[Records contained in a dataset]
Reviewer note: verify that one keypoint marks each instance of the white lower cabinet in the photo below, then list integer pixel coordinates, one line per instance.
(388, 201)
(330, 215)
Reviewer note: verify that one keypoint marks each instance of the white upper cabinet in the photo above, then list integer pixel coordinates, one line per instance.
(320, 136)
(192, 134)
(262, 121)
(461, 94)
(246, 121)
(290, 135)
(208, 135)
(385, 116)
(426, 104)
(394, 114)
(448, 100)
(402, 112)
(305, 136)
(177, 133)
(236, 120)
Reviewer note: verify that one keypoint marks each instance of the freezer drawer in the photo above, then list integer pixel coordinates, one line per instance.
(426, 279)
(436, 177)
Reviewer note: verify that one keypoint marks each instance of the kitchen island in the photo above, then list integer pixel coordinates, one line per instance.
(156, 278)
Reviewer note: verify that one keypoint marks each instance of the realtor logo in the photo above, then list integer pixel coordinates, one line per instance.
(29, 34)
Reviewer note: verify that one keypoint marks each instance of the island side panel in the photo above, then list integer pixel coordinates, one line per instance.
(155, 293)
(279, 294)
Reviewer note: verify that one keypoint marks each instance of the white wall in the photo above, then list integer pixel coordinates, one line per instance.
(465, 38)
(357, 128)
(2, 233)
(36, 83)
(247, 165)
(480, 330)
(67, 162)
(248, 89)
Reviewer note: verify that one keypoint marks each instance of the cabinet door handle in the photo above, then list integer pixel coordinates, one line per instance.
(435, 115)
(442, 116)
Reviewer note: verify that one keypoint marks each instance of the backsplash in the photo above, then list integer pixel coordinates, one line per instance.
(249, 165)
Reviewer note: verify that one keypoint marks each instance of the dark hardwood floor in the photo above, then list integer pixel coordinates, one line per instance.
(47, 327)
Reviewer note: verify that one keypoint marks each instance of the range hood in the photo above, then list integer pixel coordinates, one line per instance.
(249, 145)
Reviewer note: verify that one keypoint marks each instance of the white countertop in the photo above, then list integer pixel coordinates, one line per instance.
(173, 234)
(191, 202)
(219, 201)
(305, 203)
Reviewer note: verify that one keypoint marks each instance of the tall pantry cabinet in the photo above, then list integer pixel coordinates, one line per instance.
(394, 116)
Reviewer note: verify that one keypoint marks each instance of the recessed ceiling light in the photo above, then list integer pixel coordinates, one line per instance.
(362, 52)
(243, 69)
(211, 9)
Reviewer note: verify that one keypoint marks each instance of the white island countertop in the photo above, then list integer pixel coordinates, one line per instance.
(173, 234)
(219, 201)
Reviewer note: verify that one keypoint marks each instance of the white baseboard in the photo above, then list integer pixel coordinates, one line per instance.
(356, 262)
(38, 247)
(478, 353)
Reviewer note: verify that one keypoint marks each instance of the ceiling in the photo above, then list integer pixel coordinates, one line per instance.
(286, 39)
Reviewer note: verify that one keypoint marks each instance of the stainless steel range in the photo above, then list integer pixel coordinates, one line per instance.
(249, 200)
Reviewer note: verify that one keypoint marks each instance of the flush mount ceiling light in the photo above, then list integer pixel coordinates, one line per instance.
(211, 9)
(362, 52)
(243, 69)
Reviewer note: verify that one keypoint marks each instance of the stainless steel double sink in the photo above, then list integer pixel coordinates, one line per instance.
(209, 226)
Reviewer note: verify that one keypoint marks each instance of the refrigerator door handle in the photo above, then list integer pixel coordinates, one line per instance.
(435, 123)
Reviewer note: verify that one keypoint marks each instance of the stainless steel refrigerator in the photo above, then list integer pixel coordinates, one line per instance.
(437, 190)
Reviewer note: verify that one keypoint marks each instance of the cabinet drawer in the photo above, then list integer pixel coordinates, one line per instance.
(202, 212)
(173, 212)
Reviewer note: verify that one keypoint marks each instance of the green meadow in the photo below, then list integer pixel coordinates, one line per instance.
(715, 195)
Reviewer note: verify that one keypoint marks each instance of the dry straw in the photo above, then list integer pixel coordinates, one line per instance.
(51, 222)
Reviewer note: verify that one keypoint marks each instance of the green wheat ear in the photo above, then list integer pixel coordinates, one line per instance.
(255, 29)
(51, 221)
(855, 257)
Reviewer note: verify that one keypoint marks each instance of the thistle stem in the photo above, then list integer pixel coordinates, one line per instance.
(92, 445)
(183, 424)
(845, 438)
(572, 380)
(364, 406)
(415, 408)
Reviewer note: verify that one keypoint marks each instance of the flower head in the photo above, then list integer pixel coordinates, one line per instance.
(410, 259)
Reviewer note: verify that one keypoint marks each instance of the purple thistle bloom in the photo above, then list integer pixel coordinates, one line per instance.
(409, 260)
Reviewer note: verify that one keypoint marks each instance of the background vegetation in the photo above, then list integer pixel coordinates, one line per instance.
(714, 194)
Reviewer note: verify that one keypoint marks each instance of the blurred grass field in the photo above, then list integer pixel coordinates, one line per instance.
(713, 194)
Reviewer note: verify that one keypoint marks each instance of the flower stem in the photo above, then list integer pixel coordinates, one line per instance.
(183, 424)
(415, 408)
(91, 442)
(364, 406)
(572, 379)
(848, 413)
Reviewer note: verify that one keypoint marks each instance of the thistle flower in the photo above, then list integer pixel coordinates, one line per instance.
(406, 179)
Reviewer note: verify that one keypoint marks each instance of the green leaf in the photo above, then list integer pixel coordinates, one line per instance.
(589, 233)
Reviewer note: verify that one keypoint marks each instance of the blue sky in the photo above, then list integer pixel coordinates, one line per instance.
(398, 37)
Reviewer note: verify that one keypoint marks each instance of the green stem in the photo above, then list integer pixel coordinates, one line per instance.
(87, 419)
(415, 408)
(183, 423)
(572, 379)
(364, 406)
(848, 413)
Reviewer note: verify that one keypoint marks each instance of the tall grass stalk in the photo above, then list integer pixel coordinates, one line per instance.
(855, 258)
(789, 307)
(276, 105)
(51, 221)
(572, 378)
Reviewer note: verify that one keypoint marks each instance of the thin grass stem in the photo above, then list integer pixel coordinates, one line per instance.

§ **Short task**: Exactly reproduce the lines from the one containing "the thistle flower" through the end of the records, and only those lines.

§ **The answer**:
Reviewer note: verify that one keypoint marks each instance of the thistle flower in the photo above, then list integer pixel coordinates, one line per instance.
(406, 179)
Reviewer note: verify that one keypoint marks each instance of the green leaf in the photo above, then list integer pixel coordinates, one line per instance.
(589, 233)
Reviewer note: verify that one keypoint marks each instance of the blue sky in the photo above, then list integer pixel coordinates, one line per instance.
(398, 37)
Reviewer note: verify that one keypoint marks each instance of the green stem in the photo above, then list integer pixel coordinates, one line per instance.
(87, 419)
(415, 408)
(183, 423)
(572, 379)
(364, 406)
(848, 413)
Reviewer note: verify that one keypoint marks each instance of the tall grass stalk in the photo above, then list integer pixel coordinates, one line per instance.
(855, 258)
(789, 307)
(276, 105)
(51, 221)
(572, 378)
Reviewer note: verify that one keypoint marks each instance of the thin grass stem in the photo above, then list integer pixel coordinates, one line per instance.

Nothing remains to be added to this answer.